| PAGE EXCERPT |
=== Section Start ===
Monday, August 4, 2014

Having a Seat at the Table: Not the Same as Having a Voice

Women talk more than  men.


Right?

In fact, this is simply a socialized belief.  We are socialized into believing that women talk more than they actually do.  This is a well-documented Listener Bias, where we 'believe' something that is not truly happening.  The fact is that, in mixed groups, men speak 75% of the time, meaning that women speak roughly about a quarter of the time.  This is a significant difference, especially given that most hold a belief that is counter to this.  The implications of this are significant for women, especially in the workforce.

If men are speaking 3 times more often than a woman is, then men gain three times the visibility.  A definite plus when it comes to promotional opportunities.  Numerous studies show that young girls are interrupted twice as often as young boys.  This pattern of interruptions serves to teach our young women that what they have to say is not as important and not as interesting.  It teaches them not to speak up, leaving the floor and the opportunities for men to pursue.

In the Courtroom, which we hope to be as unbiased an arena as possible, more female testimonies are interrupted that men's.  Interruptions of this nature lead others (including the jury) to discount the value of the content being shared, or to view the source as being less credible.  Doctors are more likely to interrupt their female patients, giving them less time to speak about their health issues, and female physicians are more likely to be interrupted by their patients than are their male counterparts.

Interruptions are an important insight into position and power.  Being granted your 'turn' to speak is not just about providing you with an opportunity to voice your thoughts, but is also a signal about your 'right' to speak.  It is about importance, significance and value.
=== Section End ===
| DATA |
=== Section Start ===
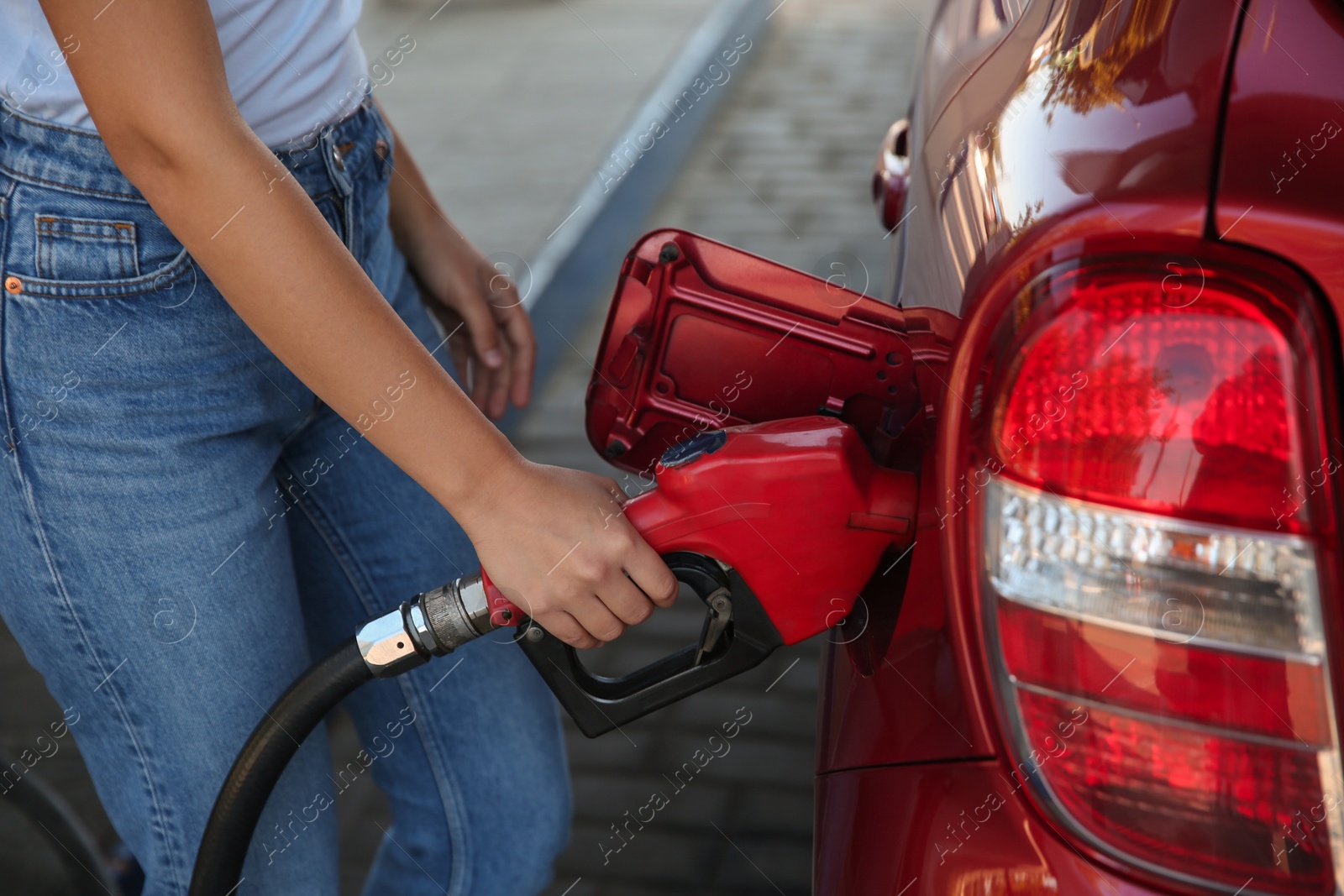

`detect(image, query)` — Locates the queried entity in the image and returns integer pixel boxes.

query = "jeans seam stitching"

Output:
=== Section End ===
| WHAT YOU SHOULD DO |
For each statement below, decide whether it agrees with the post on women being heard. Answer yes or no and quote the deciding words from the post. 1. Men speak 75% of the time in mixed groups. 2. Young boys are interrupted twice as often as young girls. 3. Patients interrupt female physicians less often than male physicians.

| RESPONSE BELOW |
1. Yes: "in mixed groups, men speak 75% of the time"
2. No: "young girls are interrupted twice as often as young boys"
3. No: "female physicians are more likely to be interrupted by their patients than are their male counterparts"